Inspiradora e histórica, a personagem Olga Benário marca a História do Brasil, do nazismo e da perseguição política. Marca, ainda, a história dos anos que antecederam a Segunda Guerra Mundial.
Talvez você a conheça, ou mal a conheça. Isso porque a história de Olga é pouco difundida no país, a despeito de ser considerada como heroína na sua terra natal, a Alemanha. Comumente, ela é lembrada por ter sido esposa de um certo homem, mas é claro que ela foi muito mais que isso.
Em 1926, um grupo de mil homens da Coluna Prestes percorreu 25 mil quilômetros por todo o Brasil, guerrilhando com a intenção de derrubar o governo vigente, sem sucesso. O líder desse grupo, o capitão Luís Carlos Prestes, foi exilado.
Em 1934, ele vivia com a família em moscou, na Rússia, e se filiou ao Partido Comunista. Seus feitos eram conhecidos no outro lado do mundo, e assim, surgiu a ideia de que ele deveria voltar ao Brasil para realizar uma revolução, levando o socialismo para a América do Sul. E quem o protegeria durante o caminho, garantindo que não fosse pego, e o auxiliria no planejamento disso tudo, seria Olga Benário.

● **Enunciado**
De acordo com o trecho, quantos quilômetros a Coluna Prestes percorreu pelo Brasil em 1926? Baseie-se exclusivamente no trecho acima.

● **Excerto de dados**

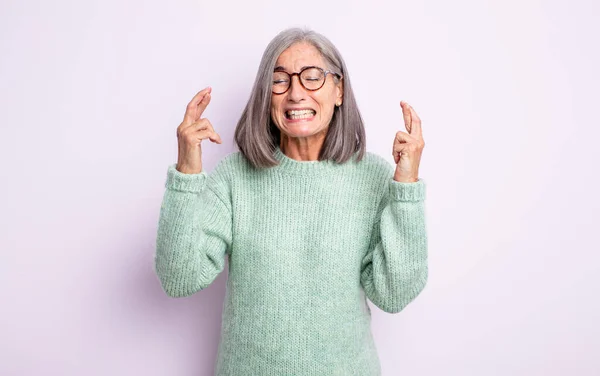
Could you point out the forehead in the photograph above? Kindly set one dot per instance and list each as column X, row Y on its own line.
column 300, row 55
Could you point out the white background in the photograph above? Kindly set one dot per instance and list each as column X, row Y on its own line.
column 508, row 92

● **Resposta final**
25 mil quilômetros.